> [Extrait de texte]
***

Par Christophe Gleizes & Émilien Hofman
Barry Copa, au bout du rêve

Samedi, il était au plus bas, unanimement critiqué et insulté par tout un pays. Entré ce dimanche dans la légende, Barry Copa peut aujourd'hui raccrocher les gants avec la satisfaction du devoir accompli, vingt-trois ans après le miracle Alain Gouaméné. Au bout du rêve, une étoile est née.

Notre destin a ceci d’excitant et d’inquiétant qu’il n’est jamais tout tracé. De zéro à héros, il n’y a parfois qu’un pas à franchir ou un but à marquer. À l’instant même où sa frappe s’est figée dans la lucarne, et qu’il a compris ce qui arrivait, la vie de Boubacar Barry Copa a basculé. Tandis qu’il communiait au milieu de la foule, le monde s’est effacé dans une apesanteur suave et onirique, à faire oublier les crampes et les critiques. Vingt-trois ans après, la Côte d’Ivoire renouait avec le succès, grâce à lui, l’héritier d’Alain Gouamené. C’était si beau pour être vrai qu’il n’a pas su retenir ses larmes au moment de parler : « Je ne suis pas grand, ni par le talent, ni par la taille. Mais j’ai toujours voulu travailler et progresser. (…) Ma maman souffrait. (il pleure) Merci à elle, merci à tous les Ivoiriens. Le foot m’a permis de voyager, il n’y a pas de place pour tout le monde ; mais il y a la place pour le travail. Dieu m’a récompensé. »

« Je lui ai dit d’attendre son heure »

Certes, pour que l’histoire se reproduise exactement à l’identique, il fallait bien une intervention divine et millimétrée, tandis que le Ghana avait fait le break et qu’une défaite se profilait. « On y a cru jusqu’au bout » a expliqué après coup Hervé Renard, auréolé de son deuxième sacre africain d’affilée : « Juste avant que Copa ne frappe le penalty, j’ai dit aux autres qu’un gardien qui a travaillé avec Jean-Marc Guillou est capable de tirer… » Formé à l’académie Mimosifcom, l’excellent centre de formation de l’ASEC Mimosas, Boubacar Barry Copa est l’un des derniers vestiges de la génération dorée de Drogba et Zokora. À l’origine, il se destinait à une carrière de joueur de champ, mais c’est le technicien français qui l’a finalement installé au poste de gardien de but, où sa détente impressionne. Pendant sept ans, ce dernier va le polir et le former, en plus de son idole Alain Gouamené, qui l’entraîne alors dans les différentes sélections nationales de jeunes : « C’est un joueur que j’ai couvé, il était impatient de jouer et d’être titulaire. Mais je lui ai dit d’attendre son heure. »

***

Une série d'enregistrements

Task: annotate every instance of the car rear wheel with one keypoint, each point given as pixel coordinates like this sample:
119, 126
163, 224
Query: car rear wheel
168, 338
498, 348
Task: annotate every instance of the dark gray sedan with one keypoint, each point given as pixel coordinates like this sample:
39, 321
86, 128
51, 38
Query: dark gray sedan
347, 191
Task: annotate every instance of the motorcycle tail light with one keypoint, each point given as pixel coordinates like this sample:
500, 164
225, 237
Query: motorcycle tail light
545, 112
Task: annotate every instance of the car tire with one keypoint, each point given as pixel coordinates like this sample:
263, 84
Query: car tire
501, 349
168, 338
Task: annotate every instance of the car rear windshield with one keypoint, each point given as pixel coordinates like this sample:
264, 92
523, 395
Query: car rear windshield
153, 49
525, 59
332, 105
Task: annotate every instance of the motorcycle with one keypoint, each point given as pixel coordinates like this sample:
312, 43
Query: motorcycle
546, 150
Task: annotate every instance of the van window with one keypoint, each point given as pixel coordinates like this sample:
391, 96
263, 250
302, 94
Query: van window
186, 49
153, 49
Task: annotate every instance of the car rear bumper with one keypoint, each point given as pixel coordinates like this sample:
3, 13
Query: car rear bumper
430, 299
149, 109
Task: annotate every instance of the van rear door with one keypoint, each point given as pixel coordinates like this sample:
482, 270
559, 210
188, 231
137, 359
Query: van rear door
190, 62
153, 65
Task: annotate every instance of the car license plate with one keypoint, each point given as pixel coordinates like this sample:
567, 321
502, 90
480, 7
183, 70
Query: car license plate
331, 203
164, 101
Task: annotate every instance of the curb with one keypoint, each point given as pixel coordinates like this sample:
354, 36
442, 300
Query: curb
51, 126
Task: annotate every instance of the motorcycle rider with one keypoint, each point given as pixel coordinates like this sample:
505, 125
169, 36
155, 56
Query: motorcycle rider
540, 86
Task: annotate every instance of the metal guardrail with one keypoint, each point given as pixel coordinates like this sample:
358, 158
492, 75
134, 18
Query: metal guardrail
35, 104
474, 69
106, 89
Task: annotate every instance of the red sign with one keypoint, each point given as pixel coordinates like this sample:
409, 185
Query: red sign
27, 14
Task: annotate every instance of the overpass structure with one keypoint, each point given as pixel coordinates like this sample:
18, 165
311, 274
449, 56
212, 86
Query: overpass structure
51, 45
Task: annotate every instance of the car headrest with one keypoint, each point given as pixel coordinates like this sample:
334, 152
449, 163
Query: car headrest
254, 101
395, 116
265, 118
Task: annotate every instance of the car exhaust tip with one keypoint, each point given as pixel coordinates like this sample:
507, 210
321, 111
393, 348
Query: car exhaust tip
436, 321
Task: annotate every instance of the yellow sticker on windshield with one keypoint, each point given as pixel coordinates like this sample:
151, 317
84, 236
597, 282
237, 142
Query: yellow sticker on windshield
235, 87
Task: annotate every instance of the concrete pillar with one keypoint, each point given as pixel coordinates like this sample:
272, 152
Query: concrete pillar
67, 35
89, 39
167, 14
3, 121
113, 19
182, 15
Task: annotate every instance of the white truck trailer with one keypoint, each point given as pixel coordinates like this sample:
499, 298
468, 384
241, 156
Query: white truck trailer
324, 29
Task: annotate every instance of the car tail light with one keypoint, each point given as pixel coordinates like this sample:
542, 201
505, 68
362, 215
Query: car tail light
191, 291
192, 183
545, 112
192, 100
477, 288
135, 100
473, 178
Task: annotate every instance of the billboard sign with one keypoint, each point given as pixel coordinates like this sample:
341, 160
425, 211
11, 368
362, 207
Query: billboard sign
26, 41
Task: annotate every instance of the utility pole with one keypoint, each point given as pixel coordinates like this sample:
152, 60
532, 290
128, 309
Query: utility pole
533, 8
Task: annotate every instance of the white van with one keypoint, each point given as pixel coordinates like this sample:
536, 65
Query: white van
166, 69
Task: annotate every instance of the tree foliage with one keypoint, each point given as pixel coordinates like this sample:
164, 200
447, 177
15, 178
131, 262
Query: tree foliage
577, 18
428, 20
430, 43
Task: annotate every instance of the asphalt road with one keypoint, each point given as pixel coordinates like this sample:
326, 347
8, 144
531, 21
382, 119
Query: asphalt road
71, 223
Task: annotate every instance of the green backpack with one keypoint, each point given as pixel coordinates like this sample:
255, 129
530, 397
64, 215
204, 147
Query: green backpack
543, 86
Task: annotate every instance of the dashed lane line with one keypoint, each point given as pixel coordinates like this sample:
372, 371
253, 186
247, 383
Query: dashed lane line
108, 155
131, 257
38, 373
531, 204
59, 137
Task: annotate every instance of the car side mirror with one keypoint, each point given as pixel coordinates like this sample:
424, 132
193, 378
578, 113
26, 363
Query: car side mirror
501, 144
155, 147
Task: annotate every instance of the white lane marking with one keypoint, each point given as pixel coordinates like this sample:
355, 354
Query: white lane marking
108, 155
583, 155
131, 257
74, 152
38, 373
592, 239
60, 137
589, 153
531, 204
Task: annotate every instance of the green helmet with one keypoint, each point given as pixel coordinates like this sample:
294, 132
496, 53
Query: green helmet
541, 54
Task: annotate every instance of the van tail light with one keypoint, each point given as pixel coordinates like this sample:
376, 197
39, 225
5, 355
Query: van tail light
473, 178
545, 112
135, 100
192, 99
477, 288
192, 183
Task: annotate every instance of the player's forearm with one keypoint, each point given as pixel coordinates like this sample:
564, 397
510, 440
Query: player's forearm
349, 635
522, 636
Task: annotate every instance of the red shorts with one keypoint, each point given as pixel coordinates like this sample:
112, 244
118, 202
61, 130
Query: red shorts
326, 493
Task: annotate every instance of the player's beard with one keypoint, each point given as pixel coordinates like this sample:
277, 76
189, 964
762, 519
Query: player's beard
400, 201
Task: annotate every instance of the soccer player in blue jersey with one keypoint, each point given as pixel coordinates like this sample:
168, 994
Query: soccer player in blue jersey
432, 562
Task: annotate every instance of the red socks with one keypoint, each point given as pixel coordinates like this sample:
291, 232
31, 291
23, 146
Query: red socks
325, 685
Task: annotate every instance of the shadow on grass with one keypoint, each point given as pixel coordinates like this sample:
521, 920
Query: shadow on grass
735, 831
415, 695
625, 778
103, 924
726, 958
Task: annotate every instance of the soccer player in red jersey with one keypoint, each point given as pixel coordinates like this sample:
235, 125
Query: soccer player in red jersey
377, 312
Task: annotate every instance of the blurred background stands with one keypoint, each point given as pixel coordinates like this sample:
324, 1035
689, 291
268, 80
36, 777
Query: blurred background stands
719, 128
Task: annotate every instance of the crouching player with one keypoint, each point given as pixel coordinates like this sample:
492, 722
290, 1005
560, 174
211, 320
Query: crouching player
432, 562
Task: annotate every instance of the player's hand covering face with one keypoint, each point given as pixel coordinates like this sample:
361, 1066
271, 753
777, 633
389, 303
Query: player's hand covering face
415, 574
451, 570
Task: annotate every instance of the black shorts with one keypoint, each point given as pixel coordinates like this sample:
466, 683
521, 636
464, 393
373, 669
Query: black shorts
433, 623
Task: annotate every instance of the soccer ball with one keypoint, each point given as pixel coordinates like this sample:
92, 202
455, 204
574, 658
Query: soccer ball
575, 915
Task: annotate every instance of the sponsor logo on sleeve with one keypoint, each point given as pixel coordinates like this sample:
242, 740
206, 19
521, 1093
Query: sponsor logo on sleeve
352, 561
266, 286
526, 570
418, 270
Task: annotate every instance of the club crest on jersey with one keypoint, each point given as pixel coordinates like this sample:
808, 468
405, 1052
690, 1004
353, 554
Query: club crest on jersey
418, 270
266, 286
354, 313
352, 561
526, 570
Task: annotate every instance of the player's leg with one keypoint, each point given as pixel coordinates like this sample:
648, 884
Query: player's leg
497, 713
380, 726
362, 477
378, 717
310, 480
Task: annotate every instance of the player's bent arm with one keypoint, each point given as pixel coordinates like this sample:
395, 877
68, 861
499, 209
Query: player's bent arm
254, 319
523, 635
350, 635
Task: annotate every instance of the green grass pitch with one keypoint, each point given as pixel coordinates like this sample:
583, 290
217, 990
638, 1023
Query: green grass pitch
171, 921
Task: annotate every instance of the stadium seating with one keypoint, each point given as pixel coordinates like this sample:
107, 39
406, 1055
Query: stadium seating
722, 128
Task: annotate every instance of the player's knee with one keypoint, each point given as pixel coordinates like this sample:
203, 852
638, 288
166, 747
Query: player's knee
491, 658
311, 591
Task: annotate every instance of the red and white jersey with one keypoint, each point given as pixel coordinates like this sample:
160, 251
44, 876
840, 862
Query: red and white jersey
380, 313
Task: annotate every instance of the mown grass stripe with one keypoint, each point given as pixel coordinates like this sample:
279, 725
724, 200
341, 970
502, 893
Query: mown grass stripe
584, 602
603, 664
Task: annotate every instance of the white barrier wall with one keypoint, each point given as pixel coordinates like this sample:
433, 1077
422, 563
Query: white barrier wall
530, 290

***

> [À compléter]
1. Résumez le texte sur Barry Copa en deux phrases.
2. D'après le texte sur Barry Copa, quel sacre africain Hervé Renard vient-il de remporter ?
3. Dressez la liste de toutes les personnes que le texte sur Barry Copa cite par leur nom, à l'exception de Barry Copa lui-même et des signataires.

> [Réponses aux consignes]
1. Critiqué et insulté la veille, Boubacar Barry Copa a marqué le tir qui a permis à la Côte d'Ivoire de renouer avec le succès vingt-trois ans après Alain Gouamené, avant de remercier en larmes sa mère et tous les Ivoiriens. Formé à l'académie Mimosifcom de l'ASEC Mimosas, il se destinait d'abord au poste de joueur de champ, mais un technicien français l'a installé dans les buts et l'a formé pendant sept ans, avec Alain Gouamené.

2. Il vient de remporter son deuxième sacre africain d'affilée.

3. Alain Gouamené, Hervé Renard, Jean-Marc Guillou, Drogba, Zokora